**Objective A:** Rewrite the procedural history from the words "On October 3, 2011, Plaintiff’s" through the words "to timely respond.", substituting "substitute counsel" for "replacement counsel".

On October 3, 2011, Plaintiff’s counsel moved to withdraw. The Court granted
this motion on October 12 and gave Plaintiff until November 14, 2011, to obtain
replacement counsel or proceed in pro per. On November 21, 2011, Defendants served
Plaintiff – who had not yet retained new counsel – with their Request for Admissions
(“RFA”). Defendants’ RFA included a clear warning that failure to respond within 30
days would deem the RFA admitted. Plaintiff failed to timely respond.
On March 21, 2012, Defendants moved to dismiss based on Plaintiff’s failure to
attend her scheduled deposition on two occasions. Plaintiff did not respond to this
motion. Instead, on April 2, 2012, Plaintiff filed a Motion for Voluntary Dismissal.
Although she filed this motion in pro per, Plaintiff admits in an affidavit in the current
action that an attorney helped her draft the motion. Defendants responded to Plaintiff’s
motion and asked the Court to either dismiss the action with prejudice or, in the
alternative, dismiss the action without prejudice under the following conditions:
(1)

**Objective B:** Extract every line of the records that contains the string "sweater".

**The data:**
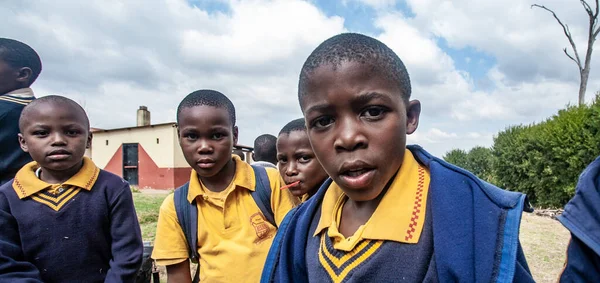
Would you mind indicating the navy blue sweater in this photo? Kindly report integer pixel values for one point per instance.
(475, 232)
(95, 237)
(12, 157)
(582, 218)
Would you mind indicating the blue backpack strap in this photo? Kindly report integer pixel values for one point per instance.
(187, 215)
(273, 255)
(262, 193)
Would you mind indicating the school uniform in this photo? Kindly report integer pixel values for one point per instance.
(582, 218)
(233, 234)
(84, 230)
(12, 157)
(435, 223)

* * *

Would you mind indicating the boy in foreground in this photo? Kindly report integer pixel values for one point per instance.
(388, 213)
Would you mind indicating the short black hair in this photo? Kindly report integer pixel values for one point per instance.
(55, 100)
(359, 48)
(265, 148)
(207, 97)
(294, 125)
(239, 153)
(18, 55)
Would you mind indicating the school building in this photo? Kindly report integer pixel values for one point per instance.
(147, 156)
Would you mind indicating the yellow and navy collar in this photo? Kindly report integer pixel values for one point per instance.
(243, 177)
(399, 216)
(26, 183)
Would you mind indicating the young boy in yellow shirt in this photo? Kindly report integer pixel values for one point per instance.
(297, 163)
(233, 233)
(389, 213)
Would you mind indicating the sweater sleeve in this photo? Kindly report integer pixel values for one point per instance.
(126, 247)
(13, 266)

**Full output A:**
On October 3, 2011, Plaintiff’s counsel moved to withdraw. The Court granted
this motion on October 12 and gave Plaintiff until November 14, 2011, to obtain
substitute counsel or proceed in pro per. On November 21, 2011, Defendants served
Plaintiff – who had not yet retained new counsel – with their Request for Admissions
(“RFA”). Defendants’ RFA included a clear warning that failure to respond within 30
days would deem the RFA admitted. Plaintiff failed to timely respond.

**Full output B:**
Would you mind indicating the navy blue sweater in this photo? Kindly report integer pixel values for one point per instance.
Would you mind indicating the sweater sleeve in this photo? Kindly report integer pixel values for one point per instance.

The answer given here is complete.